Dataset entries

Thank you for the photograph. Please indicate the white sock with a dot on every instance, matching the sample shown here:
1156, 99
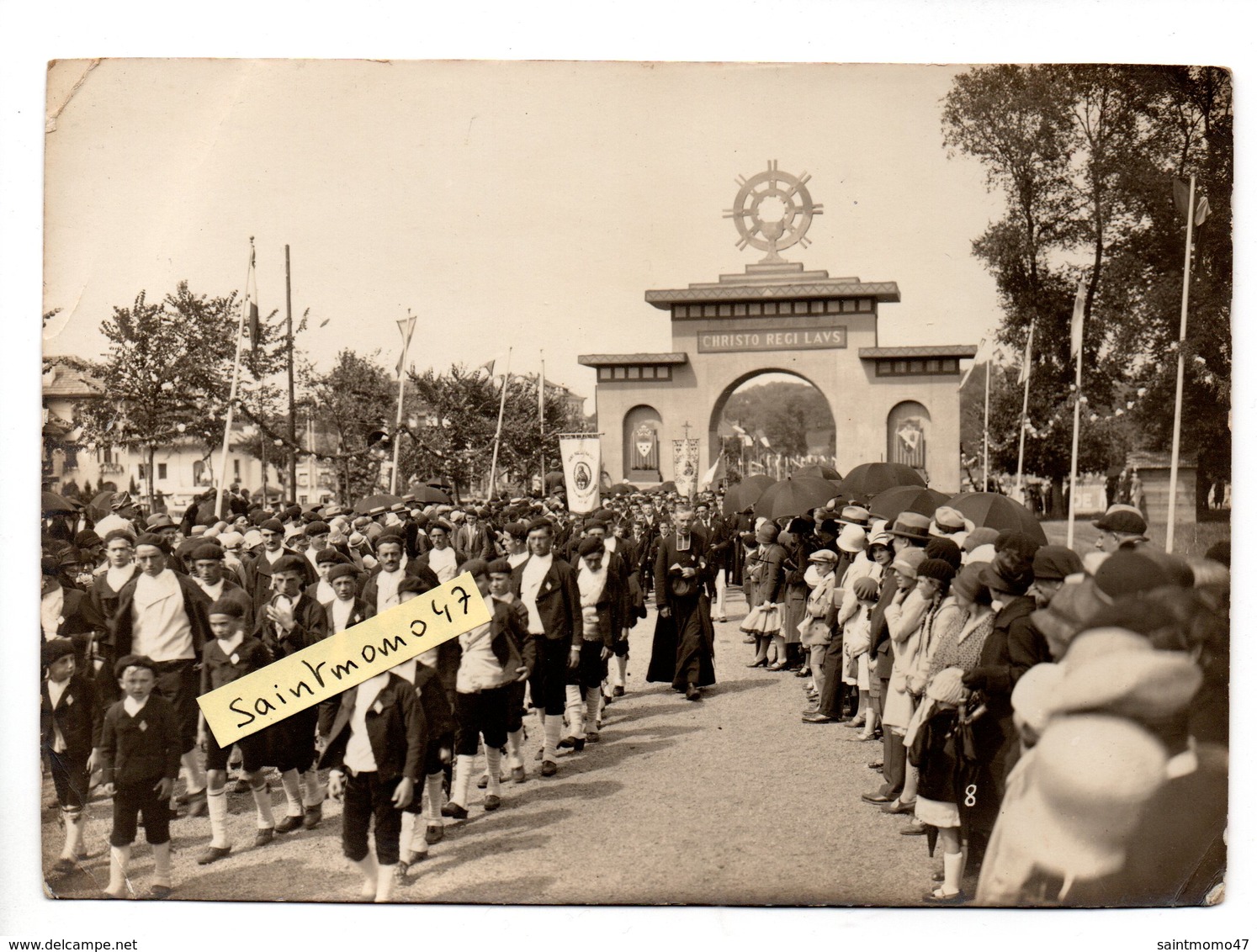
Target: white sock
575, 709
554, 735
119, 859
262, 801
315, 791
953, 870
218, 803
514, 743
592, 707
74, 822
384, 883
493, 756
369, 877
292, 781
195, 775
435, 801
463, 766
161, 865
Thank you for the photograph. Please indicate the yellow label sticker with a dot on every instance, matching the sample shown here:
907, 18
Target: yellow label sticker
326, 669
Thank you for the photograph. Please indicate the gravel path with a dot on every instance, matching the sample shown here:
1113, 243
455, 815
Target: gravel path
729, 801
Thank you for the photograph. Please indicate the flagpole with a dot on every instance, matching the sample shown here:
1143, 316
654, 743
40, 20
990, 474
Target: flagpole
1074, 452
496, 437
1178, 382
401, 397
1021, 446
986, 430
236, 383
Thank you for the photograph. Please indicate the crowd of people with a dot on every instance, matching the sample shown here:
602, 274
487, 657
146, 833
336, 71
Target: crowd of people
141, 616
1058, 722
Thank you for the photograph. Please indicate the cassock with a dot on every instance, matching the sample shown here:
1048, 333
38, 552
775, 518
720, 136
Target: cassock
684, 647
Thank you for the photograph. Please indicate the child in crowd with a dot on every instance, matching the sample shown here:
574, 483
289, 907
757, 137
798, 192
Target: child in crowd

TASK ▸ Your task is an exact transcription of all the data, minus the pictures.

RESULT OF THIS EXERCISE ▸
Thank you for the photograph. Please indicate the white sock with a dot on every instance, matching the sample shown here:
1156, 99
Target: white sock
575, 709
554, 735
119, 859
262, 801
315, 791
953, 870
218, 803
514, 743
592, 707
74, 822
384, 883
493, 756
369, 877
292, 781
195, 775
435, 801
463, 766
161, 865
Thank you for the photograph. Please indicate the yellow label sticker with a dot on every instance, matching the sample shown here:
907, 18
Target: yellow label sticker
326, 669
Thank you for the photograph. Please indicate the gravel path with a dot on every instance, matching the sample shown here:
1113, 243
455, 815
Target: gravel path
729, 801
Thank you for the photograph. Please indicate the flagpole with a dot on every instance, matching the sample shown here:
1143, 316
654, 743
40, 20
990, 474
Target: flagpole
1074, 452
496, 437
1178, 382
401, 397
1021, 446
986, 430
236, 383
Thank you for the photograph. Please indicate the crowd of people with a dot on every instance, matching the sample shown here:
602, 274
487, 657
146, 833
336, 71
Target: crowd of people
141, 616
1058, 722
Thank you for the photograph. Please indicate the cassock with a dot on every instance, matching the sample shown here:
1048, 333
38, 552
775, 518
720, 136
Target: cassock
684, 647
Thank you for the photograph. Please indicate the child in crowd with a dot on every instance, matching the sample shown here:
574, 483
289, 907
757, 137
798, 192
Target: child in crowd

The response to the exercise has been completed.